[[ SELECTED TEXT, beginning ]]

As we write this, our story “ Fifteen great hikes (practically) in your own backyard” is number one on the Desert Companion website’s “most viewed” list. That story is six years old — it ran in April 2011.
Our readers, it seems, love to hike.
That story is a classic Desert Companion service piece — it’s comprehensive, authoritative (well, mostly, as we’ll see), grounded in a desire to share the best of this region, and lots of fun to read, all while telling readers where to go. If you preferred a not-so-strenuous stroll with a tincture of history, we sent you to the railroad tunnels near Boulder City. If you fancied a night trot, we introduced you to Henderson’s River Mountains loop trail. If you sought a bit of a challenge, we dispatched you Frenchman’s Mountain for a steep, eight-mile round trip. It’s the template we’ve used for more than a few get-out-there stories over the years. (That formula was so classic, in fact, that we sequeled it in 2015 with “ More hikes in your own backyard.” If it ain’t broke, etc.)

[[ SELECTED TEXT, end ]]
[[ DATA RECORDS, beginning ]]

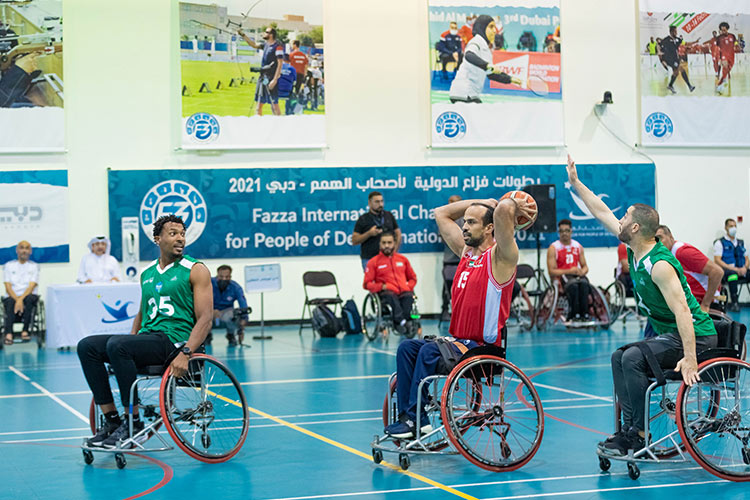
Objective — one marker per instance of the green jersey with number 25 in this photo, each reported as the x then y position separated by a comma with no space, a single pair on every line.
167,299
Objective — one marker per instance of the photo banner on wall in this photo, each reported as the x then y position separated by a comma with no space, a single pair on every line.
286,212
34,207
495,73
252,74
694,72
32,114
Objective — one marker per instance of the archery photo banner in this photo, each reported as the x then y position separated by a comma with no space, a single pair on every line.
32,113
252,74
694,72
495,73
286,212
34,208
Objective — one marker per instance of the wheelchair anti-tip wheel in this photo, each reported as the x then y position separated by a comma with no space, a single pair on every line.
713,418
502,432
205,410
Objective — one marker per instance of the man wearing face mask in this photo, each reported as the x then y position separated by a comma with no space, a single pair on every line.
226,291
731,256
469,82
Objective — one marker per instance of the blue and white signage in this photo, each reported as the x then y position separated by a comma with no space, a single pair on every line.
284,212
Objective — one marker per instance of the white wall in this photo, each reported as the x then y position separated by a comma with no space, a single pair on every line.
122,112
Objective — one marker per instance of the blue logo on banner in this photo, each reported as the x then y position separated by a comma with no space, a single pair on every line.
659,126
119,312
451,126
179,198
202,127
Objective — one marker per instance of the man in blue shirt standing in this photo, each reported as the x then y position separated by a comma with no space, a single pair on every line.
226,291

[[ DATA RECORDS, end ]]
[[ DATA RECORDS, beginning ]]

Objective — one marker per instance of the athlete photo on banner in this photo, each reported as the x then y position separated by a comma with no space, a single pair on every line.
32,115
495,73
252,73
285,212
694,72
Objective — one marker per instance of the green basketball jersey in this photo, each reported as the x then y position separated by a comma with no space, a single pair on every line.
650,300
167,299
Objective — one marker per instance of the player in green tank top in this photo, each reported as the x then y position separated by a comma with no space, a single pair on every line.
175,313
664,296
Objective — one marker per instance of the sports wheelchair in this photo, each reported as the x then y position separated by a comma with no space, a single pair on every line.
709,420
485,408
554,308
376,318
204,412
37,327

[[ DATA RECORDS, end ]]
[[ DATA RECORDS, beginning ]]

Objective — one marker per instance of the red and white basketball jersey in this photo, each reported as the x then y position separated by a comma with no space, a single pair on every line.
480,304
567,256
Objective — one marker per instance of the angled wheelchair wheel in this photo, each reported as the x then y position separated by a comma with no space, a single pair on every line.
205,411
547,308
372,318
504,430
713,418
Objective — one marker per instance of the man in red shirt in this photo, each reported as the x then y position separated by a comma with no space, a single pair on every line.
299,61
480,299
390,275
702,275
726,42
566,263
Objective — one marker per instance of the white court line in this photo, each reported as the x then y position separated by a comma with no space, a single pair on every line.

[[ DATA RECORDS, end ]]

In the Desert Companion text above, in what month and year did the story about fifteen great hikes originally run? Please answer briefly.

April 2011